What is required: Rewrite the items from the line with "Identify the black" through the end of the items, requests included, and offset every coordinate in the answers by adding 128 to it.
## BEGIN Material for this exercise
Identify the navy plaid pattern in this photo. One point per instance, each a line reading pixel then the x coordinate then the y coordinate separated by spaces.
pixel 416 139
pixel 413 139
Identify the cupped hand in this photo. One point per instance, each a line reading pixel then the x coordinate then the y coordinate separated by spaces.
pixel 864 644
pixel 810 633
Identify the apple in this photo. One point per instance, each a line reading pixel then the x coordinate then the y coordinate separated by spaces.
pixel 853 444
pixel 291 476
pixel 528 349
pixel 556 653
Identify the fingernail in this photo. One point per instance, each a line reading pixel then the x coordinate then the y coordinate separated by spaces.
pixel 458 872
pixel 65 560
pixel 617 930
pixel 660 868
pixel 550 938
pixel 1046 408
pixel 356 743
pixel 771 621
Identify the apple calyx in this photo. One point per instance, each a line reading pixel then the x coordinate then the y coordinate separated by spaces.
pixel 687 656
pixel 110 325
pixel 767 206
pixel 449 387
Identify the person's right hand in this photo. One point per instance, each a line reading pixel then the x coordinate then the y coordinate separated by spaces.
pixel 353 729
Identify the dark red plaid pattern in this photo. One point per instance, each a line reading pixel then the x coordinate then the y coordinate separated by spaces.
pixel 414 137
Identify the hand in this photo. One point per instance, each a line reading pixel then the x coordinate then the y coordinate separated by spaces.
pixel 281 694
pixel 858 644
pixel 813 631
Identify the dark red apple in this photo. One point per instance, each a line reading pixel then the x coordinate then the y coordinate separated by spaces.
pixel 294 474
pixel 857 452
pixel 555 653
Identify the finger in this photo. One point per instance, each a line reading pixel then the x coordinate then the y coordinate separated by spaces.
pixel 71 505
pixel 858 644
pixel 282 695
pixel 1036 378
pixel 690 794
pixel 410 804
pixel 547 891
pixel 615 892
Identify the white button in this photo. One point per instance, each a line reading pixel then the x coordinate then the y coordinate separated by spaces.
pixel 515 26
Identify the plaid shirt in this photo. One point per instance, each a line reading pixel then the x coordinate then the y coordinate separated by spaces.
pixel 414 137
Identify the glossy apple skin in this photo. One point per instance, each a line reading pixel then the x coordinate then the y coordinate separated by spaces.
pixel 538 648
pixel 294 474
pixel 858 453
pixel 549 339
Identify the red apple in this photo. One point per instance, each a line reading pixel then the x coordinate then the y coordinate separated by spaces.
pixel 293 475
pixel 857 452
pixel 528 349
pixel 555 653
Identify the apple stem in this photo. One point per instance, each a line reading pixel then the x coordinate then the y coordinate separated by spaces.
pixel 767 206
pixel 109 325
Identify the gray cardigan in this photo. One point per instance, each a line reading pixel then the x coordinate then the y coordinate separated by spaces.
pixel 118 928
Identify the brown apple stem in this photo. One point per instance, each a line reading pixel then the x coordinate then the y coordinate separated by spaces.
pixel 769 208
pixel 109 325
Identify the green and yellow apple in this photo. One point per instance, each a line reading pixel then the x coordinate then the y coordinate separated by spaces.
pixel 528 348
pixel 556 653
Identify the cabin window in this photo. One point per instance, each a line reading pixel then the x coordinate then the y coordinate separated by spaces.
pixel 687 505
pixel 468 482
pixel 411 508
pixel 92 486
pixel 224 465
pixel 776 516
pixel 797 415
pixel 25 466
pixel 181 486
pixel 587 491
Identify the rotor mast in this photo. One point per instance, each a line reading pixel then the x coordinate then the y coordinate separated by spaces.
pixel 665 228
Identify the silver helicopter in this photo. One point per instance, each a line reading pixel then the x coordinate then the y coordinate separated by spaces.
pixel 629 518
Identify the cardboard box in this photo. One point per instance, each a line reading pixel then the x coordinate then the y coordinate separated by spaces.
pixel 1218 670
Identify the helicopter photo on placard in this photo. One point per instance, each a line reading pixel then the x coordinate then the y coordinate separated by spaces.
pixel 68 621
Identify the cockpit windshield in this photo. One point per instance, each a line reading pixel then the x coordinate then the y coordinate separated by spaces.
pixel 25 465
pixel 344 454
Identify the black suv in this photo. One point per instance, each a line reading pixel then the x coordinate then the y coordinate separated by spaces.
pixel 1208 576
## END Material for this exercise
Task output:
Identify the black suv in this photo. One point per instance, each a line reading pixel then the x coordinate then the y coordinate separated by spaces.
pixel 1336 704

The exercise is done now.